_Exercise description:_ Please retype the data from the line with "point: vaulted ceiling" to the line with "column 218, row 101", inclusive, exactly as they appear.

_Records to use:_
◆ ◆ ◆
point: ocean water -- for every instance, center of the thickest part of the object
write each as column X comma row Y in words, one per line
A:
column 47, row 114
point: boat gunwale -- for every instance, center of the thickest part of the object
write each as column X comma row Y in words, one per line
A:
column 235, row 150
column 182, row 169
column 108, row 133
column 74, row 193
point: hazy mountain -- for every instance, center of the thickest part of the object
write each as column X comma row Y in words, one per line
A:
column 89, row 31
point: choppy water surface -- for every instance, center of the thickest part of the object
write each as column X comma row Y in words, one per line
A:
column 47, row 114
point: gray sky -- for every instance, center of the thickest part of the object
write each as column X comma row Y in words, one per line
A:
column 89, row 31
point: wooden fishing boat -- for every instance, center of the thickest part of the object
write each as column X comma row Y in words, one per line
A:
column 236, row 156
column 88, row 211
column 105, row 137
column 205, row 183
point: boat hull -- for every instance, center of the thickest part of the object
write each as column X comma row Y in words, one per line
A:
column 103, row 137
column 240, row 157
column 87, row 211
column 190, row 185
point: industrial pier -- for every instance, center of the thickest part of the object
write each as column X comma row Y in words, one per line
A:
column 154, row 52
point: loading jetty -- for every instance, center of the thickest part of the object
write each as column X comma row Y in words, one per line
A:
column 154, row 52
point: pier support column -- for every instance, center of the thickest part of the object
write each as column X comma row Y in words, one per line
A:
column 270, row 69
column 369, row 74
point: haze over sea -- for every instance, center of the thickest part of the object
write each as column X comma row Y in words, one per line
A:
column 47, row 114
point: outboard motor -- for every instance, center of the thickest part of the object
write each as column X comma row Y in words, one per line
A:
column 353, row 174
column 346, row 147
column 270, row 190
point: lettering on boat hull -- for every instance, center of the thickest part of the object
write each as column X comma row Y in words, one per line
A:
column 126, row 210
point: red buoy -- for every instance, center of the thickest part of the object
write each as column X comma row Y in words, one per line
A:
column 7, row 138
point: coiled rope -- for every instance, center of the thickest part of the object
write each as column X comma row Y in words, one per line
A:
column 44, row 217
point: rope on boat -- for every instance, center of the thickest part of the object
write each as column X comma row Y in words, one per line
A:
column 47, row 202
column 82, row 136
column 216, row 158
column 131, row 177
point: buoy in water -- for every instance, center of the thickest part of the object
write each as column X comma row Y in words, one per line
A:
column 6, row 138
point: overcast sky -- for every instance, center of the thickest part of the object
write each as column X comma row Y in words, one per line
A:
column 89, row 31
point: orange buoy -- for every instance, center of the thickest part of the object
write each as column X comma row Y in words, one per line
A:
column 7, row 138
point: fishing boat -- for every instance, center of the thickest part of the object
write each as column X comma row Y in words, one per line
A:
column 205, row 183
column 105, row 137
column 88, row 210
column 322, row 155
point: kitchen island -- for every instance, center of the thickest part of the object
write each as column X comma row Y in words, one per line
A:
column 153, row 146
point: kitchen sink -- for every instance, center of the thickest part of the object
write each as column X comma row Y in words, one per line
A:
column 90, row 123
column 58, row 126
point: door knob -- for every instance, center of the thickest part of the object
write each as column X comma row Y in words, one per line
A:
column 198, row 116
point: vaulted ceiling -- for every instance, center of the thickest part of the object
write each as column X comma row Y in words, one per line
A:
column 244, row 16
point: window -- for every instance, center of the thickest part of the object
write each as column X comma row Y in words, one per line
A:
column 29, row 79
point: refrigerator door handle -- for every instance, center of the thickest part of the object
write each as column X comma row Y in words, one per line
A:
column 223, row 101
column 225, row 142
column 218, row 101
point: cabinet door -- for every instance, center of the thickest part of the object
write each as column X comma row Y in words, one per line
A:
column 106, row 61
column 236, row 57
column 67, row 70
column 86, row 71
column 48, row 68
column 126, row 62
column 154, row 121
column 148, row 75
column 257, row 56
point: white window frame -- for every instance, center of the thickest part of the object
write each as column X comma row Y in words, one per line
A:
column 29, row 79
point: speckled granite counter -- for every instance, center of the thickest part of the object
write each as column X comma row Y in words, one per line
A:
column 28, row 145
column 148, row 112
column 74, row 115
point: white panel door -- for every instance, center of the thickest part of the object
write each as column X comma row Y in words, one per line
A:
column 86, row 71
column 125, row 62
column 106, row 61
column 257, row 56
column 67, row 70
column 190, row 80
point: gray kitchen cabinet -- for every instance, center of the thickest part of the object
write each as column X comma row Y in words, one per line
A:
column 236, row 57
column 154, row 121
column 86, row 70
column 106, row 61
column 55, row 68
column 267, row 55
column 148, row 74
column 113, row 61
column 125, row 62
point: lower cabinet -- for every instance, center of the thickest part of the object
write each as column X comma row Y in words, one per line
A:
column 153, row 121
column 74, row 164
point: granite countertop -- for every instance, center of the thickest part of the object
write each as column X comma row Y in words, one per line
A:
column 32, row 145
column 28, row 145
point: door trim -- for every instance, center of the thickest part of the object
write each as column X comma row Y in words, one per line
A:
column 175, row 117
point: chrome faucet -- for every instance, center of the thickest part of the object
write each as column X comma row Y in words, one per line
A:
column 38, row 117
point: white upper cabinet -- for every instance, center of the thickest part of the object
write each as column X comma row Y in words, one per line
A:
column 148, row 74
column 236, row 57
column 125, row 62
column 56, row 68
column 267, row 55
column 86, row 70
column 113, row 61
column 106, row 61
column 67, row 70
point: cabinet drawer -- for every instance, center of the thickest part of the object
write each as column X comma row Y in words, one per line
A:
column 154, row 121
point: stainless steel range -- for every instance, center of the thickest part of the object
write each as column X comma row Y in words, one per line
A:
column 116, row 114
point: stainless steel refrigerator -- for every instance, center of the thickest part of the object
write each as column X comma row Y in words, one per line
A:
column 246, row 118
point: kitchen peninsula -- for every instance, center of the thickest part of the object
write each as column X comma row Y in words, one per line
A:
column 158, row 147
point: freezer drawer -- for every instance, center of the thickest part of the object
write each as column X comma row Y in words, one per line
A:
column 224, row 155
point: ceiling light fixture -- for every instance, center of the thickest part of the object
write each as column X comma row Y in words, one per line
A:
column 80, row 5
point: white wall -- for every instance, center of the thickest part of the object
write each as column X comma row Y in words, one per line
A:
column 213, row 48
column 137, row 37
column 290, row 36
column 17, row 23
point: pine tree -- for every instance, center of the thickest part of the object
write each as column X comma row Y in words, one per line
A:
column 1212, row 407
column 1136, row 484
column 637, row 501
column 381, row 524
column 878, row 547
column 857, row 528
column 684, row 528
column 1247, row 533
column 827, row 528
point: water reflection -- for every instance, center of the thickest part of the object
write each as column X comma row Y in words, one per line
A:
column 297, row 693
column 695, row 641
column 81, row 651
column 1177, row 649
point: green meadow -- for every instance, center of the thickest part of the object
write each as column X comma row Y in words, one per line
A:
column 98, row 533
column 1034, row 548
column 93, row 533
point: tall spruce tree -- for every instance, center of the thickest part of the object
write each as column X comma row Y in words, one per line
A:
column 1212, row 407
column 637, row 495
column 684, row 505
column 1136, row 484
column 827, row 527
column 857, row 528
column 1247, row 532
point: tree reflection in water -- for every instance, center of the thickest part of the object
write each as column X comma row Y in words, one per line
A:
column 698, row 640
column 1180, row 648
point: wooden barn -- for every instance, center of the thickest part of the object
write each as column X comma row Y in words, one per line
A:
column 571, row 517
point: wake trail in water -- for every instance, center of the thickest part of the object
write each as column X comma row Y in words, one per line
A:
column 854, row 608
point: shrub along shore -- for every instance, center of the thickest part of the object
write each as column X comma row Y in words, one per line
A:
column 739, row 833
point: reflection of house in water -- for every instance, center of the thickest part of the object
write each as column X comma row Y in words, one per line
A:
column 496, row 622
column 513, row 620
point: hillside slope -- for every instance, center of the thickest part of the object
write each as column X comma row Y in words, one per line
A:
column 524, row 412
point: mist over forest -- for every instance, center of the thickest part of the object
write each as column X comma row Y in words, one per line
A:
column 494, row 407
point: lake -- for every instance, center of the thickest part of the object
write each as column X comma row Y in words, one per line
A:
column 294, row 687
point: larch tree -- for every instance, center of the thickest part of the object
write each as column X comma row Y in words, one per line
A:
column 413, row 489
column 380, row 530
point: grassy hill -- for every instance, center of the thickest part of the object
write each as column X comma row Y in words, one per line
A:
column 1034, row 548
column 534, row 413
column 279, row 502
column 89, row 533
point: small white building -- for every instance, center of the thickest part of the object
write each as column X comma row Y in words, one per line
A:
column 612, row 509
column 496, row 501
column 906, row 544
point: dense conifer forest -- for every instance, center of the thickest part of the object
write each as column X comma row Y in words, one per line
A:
◆ ◆ ◆
_In response:_
point: vaulted ceiling -- for every instance, center of the thickest part of the object
write each as column X comma row Y in words, one per line
A:
column 244, row 16
point: window -- for every instance, center of the thickest part of the object
write each as column X comma row Y in words, one per line
A:
column 29, row 79
point: refrigerator door handle -- for every instance, center of the thickest part of the object
write each as column X comma row Y in words, one per line
A:
column 223, row 101
column 225, row 142
column 218, row 101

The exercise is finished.